[Opening Source extract section]

Her work ethic pushed her again this past summer when she traveled to Montana to shoot “Yellowstone” even as her father was in the hospital after suffering a stroke. “We thought we were gonna lose him,” she says. “I told the show I couldn’t come. But then I found out they’d hired a bunch of people to be on set, and I was like, Daddy is the hardest-working man I know — he would want me to go do my job. So I changed my mind and I went. But I was crying in between takes.” (This week Wilson told fans that her dad is recovering at home after a series of surgeries.)

Wilson views “Yellowstone,” whose fifth season will premiere Nov. 13, as part of the reason that “country is kind of becoming cool again. For a minute there, I don’t know if it was cool. But now you see all these kids on TikTok acting like cowboys when they ain’t never rode a horse in their life.” At next year’s Stagecoach festival, Wilson is scheduled to perform alongside two other musician-slash-actors from the wildly popular western series: Ryan Bingham and Luke Grimes.

[Closing Source extract section]
[Opening Data for analysis section]

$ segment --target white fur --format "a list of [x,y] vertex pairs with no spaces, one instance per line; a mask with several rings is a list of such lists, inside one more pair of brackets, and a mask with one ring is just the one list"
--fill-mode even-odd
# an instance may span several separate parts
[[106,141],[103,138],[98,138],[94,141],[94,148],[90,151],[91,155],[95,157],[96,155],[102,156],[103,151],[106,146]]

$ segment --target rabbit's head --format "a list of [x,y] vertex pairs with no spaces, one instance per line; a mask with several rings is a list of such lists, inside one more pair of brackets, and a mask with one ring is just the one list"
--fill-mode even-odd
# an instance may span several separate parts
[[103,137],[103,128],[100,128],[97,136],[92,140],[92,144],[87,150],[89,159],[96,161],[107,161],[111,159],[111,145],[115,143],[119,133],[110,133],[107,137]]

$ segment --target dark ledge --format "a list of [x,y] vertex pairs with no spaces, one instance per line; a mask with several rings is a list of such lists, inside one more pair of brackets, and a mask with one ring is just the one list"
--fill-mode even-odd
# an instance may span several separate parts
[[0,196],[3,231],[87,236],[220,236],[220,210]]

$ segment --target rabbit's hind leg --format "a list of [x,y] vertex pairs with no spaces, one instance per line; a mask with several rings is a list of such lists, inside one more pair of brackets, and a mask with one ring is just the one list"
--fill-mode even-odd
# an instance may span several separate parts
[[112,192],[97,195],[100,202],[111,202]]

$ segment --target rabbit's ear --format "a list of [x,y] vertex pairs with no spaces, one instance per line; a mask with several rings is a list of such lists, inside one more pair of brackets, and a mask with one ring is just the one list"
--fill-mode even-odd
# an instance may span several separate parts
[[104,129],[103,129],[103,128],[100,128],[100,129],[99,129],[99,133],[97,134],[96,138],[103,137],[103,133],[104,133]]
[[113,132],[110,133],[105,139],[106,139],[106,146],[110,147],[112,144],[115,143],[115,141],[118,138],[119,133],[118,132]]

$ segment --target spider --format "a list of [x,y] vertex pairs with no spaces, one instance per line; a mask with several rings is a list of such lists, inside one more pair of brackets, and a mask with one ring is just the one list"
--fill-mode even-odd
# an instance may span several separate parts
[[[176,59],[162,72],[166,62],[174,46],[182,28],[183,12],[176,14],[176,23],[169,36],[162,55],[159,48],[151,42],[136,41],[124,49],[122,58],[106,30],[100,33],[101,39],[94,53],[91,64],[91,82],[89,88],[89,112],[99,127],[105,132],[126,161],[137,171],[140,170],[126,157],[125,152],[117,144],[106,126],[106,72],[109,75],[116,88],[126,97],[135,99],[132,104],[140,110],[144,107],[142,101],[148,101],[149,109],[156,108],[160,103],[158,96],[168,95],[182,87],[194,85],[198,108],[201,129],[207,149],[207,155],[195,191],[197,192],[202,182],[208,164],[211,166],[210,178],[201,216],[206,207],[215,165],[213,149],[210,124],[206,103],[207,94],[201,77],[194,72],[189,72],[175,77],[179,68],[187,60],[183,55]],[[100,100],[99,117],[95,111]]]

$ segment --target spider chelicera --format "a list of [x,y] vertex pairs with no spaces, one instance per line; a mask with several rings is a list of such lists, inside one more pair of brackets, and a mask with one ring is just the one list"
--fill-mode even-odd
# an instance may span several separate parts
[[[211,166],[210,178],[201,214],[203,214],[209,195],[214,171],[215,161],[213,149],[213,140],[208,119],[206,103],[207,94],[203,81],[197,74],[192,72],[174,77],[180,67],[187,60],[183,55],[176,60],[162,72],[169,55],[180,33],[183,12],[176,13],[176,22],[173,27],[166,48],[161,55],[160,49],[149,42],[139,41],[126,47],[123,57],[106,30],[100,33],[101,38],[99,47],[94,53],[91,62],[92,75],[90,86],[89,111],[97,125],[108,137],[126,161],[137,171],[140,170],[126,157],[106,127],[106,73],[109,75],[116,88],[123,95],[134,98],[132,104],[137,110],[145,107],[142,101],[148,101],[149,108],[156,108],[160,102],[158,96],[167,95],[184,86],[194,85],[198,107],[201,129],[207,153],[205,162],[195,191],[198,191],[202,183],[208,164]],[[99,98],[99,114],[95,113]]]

[Closing Data for analysis section]

*Task directions*: Pick up the passage about Wilson and "Yellowstone" and continue it from its last sentence. The data is separate material, unrelated to the passage about Wilson.

*Exercise result*:
Even so, Nashville has been riven lately by a kind of culture war between young liberal acts such as Maren Morris and slightly older conservative stars like Jason Aldean. Last month, Morris — who’s traded barbs online with Aldean and his wife, Brittany, over issues related to trans youth — told The Times that perhaps country music had split into two factions and that she might be fine with that.

Asked if she thinks of it that way, Wilson says, “Well, first of all, I hope that whole situation gets resolved in some kind of way,” referring to the feud between Morris (with whom she shares a management firm) and Aldean (with whom she’s toured and shares a label). “But if there are two sides, I feel love from both and I love both.” Does she see an increasing willingness among historically tight-lipped country stars to speak out on politics?

“It’s split,” Wilson says. “Some people are like, ‘Speak up for what you believe in,’ and other people are like, ‘Keep your mouth shut.’ I remember a time when my parents made me feel like it was rude to ask somebody who they were voting for. I just feel like my business is my business. And my job is to get onstage and make sure everybody in that room feels loved.”

Is that hard?

“It’s hard to love some people,” she says.

And she never feels the urge to jump into the fray?

“I really do not.”

Lainey Wilson performs at the Stagecoach Festival in Indio, Calif., in May.

(Allen J. Schaben/Los Angeles Times)

Jon Loba, president of Broken Bow, thinks Wilson bridges a common gap in Nashville. “She’s one of the very few artists who have the cool kids and the very mainstream audience,” he says, adding that the widespread interest in Wilson reminds him of the demand for a young Taylor Swift during his earlier stint at Swift’s old label, Big Machine.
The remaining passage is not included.